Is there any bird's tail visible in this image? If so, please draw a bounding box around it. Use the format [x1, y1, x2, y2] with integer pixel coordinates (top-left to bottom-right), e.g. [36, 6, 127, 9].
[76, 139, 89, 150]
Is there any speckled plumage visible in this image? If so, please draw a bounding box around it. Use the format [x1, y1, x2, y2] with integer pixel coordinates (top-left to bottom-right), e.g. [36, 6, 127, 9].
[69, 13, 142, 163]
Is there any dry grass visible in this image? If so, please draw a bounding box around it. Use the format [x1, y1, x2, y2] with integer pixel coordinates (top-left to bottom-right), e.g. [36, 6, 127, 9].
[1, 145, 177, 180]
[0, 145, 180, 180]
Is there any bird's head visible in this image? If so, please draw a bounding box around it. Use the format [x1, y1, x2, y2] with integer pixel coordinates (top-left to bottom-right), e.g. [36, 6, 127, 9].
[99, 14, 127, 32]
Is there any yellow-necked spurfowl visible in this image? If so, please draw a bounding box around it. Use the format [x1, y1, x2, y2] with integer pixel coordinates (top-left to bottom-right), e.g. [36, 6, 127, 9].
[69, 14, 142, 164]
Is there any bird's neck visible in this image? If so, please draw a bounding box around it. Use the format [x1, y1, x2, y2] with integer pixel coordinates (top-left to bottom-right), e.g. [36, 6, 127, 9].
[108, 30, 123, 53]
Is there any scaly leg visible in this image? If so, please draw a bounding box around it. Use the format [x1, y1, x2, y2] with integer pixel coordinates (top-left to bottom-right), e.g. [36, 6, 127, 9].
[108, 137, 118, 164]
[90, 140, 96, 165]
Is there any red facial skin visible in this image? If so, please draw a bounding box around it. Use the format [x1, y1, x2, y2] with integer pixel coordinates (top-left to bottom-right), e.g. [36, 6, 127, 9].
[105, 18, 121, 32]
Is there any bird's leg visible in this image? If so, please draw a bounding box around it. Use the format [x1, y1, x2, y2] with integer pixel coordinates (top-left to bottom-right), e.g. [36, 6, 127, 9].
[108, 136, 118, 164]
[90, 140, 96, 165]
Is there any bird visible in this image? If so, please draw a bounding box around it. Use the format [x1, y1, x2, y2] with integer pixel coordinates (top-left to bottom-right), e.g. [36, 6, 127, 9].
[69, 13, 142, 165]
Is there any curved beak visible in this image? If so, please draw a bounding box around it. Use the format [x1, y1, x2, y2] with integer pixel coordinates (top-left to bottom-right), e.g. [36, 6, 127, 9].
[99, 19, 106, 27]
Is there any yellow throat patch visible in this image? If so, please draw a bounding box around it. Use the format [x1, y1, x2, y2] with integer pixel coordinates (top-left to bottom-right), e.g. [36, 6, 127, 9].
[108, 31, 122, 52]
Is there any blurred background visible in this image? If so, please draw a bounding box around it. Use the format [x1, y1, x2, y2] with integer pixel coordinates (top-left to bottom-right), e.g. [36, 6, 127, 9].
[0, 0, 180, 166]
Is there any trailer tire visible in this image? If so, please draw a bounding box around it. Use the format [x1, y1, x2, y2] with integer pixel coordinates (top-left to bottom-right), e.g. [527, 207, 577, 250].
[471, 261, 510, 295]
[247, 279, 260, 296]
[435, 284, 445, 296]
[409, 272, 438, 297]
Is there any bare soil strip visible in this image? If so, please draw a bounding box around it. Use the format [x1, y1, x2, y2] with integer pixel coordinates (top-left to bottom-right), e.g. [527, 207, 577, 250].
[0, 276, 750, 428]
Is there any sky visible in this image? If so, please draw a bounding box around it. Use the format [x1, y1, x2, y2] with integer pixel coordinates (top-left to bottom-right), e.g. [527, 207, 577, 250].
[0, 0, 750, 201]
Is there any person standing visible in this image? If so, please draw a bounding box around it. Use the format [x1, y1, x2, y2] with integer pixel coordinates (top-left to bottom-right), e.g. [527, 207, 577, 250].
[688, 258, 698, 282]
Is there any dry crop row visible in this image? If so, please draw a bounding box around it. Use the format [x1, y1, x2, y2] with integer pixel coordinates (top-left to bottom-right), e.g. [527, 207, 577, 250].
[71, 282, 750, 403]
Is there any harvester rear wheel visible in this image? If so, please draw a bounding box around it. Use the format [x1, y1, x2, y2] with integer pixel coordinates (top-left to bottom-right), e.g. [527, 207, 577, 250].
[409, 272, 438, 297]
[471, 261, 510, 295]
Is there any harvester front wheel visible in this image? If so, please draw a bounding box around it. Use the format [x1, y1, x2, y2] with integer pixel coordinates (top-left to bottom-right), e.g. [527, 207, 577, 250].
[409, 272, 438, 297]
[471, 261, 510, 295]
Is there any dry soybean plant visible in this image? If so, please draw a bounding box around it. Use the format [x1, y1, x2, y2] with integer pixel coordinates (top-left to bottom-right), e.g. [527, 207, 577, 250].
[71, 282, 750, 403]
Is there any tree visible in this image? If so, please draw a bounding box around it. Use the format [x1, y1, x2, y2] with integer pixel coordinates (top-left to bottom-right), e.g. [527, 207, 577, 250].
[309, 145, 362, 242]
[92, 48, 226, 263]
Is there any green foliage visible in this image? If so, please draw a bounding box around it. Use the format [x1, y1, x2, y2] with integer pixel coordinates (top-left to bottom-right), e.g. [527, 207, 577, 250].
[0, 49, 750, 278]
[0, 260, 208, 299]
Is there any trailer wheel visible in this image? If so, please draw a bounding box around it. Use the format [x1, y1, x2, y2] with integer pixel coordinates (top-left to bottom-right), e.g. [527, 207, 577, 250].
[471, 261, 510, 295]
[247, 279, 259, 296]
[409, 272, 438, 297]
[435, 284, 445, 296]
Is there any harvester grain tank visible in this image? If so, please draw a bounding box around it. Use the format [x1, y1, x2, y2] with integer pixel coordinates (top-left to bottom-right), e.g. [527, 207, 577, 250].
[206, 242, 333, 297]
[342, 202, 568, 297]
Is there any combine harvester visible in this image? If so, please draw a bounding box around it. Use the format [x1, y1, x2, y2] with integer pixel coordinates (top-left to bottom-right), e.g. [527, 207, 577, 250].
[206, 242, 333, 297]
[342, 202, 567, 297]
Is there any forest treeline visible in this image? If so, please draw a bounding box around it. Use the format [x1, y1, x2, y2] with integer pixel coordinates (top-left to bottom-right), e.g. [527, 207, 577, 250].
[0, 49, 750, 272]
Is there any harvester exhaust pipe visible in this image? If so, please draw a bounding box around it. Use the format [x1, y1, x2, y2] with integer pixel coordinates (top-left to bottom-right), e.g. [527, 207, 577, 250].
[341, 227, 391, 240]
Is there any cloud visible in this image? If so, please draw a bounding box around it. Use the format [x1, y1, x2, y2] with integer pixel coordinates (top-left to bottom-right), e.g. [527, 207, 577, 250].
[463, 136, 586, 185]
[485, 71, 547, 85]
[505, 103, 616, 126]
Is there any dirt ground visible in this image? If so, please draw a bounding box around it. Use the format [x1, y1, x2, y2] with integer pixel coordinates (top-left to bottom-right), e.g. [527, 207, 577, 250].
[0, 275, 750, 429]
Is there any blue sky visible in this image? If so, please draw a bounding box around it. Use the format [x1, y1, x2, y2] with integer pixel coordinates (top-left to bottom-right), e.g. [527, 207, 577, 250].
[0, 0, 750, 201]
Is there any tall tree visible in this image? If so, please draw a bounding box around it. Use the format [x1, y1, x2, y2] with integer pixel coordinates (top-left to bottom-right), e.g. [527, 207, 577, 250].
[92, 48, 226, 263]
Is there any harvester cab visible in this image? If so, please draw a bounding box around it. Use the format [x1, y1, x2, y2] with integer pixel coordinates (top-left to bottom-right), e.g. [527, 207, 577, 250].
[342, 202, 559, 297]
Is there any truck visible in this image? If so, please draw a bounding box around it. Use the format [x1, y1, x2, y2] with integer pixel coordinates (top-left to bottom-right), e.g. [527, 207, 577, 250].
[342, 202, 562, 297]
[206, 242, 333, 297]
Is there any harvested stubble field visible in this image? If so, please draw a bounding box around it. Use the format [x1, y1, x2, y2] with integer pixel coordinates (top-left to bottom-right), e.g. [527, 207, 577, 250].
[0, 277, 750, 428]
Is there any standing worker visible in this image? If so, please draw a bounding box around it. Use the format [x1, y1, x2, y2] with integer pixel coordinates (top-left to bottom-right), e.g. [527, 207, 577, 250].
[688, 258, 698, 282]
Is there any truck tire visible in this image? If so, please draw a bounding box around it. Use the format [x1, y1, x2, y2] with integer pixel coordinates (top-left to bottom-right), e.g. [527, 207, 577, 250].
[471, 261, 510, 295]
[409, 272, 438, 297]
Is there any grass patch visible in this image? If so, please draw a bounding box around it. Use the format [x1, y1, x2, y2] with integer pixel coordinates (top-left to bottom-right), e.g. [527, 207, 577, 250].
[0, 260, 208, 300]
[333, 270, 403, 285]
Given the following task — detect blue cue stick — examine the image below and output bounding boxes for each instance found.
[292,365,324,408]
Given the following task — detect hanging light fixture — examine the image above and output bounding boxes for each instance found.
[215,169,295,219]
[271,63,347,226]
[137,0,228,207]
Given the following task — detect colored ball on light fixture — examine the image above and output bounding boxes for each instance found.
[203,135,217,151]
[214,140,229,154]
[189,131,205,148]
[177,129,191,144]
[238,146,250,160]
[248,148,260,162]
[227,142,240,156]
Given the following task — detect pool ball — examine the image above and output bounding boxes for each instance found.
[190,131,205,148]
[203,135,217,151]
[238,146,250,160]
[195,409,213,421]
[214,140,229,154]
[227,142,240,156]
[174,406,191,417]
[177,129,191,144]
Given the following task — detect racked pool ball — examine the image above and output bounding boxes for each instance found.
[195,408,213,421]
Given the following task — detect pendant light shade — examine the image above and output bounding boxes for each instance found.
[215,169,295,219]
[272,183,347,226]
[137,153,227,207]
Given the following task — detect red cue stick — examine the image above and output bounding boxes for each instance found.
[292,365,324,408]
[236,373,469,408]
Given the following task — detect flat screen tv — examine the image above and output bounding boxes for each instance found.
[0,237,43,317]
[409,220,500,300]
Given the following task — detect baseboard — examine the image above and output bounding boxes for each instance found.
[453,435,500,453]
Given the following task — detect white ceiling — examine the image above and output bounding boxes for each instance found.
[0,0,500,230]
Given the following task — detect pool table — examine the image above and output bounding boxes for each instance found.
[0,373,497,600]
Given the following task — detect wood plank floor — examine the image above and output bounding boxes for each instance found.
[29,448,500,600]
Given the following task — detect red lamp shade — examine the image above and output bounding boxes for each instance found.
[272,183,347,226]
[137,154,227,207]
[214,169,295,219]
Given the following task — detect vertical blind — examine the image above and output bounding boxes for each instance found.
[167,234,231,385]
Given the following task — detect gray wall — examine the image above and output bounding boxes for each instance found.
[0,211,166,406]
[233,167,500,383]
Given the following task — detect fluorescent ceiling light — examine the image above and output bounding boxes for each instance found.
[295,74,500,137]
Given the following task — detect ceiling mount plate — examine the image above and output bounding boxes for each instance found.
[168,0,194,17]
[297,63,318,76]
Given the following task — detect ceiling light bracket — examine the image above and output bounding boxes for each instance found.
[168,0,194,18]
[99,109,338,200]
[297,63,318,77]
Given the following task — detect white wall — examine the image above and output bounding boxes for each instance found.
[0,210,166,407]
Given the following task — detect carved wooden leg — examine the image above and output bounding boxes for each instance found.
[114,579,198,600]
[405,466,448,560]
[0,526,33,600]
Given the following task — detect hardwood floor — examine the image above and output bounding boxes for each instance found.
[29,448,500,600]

________________

TASK:
Rewrite the records from the beginning through the line containing "[99, 14, 127, 32]", swapping each "bounding box" for "rectangle" and keeping everything else the same.

EXERCISE SOLUTION:
Is there any bird's tail visible in this image? If so, please draw a rectangle around it. Use the format [x1, y1, x2, y2] with integer pixel coordinates (top-left to bottom-right), e.g. [36, 6, 127, 9].
[76, 139, 89, 150]
Is there any speckled plumage visible in this image? If so, please draw a rectangle around it. Use the format [x1, y1, x2, y2] with integer pixel coordinates (top-left to bottom-right), e.g. [36, 6, 127, 9].
[69, 13, 142, 163]
Is there any dry grass visible in this image? If so, please draw a rectangle around it. Use the format [x1, y1, x2, y2] with integer pixel coordinates (top-left to bottom-right), e.g. [36, 6, 127, 9].
[1, 145, 177, 180]
[0, 145, 180, 180]
Is there any bird's head visible in this image? If so, please draw a rectangle around it. Use the format [x1, y1, x2, y2] with integer pixel coordinates (top-left to bottom-right), e.g. [36, 6, 127, 9].
[99, 14, 127, 32]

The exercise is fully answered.